WHAT YOU HAVE TO DO: Copy every line of the items below that contains the word "flower". Case matters.

DATA LISTING:
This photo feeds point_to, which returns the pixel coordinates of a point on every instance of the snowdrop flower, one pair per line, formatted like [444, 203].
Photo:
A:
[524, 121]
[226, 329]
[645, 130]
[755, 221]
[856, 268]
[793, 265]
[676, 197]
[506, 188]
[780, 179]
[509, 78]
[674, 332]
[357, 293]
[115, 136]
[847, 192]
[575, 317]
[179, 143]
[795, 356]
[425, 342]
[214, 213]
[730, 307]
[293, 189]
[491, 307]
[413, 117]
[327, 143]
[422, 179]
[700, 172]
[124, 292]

==

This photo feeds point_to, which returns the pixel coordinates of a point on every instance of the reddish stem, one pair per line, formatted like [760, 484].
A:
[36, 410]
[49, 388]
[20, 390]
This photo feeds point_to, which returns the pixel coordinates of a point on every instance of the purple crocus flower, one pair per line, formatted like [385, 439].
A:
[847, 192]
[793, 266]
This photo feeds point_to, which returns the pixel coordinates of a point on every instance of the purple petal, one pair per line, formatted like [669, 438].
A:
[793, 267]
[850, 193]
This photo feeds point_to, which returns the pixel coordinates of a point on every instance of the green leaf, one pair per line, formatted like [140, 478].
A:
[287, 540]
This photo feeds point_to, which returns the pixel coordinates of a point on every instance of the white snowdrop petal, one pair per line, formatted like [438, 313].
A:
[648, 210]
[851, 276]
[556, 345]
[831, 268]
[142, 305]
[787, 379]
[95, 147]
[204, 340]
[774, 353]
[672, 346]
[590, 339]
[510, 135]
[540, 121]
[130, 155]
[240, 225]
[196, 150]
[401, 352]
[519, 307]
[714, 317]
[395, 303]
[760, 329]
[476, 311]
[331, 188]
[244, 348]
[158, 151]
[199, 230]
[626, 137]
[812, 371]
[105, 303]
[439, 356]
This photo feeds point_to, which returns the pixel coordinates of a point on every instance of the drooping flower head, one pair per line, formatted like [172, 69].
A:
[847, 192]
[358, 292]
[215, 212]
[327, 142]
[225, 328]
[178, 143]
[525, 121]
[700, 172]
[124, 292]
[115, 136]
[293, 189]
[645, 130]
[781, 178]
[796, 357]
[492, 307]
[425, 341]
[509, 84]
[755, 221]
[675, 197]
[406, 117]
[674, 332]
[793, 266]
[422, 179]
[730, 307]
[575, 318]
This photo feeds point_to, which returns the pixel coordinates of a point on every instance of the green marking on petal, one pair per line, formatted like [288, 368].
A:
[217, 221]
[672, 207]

CORRECT OUTPUT:
This photo feeds point_to, which returns the pixel coordinates of a point on every instance of the snowdrop flower, one pair per line, formatted like [444, 203].
This photo feeds point_to, which returns the pixel coordinates of a point on every instance of the purple crocus flower, one pair per line, formatted like [385, 439].
This photo feeds point_to, which returns the pixel coordinates of a point on every instance of the drooping flower head, one pair per line, formatted like [172, 69].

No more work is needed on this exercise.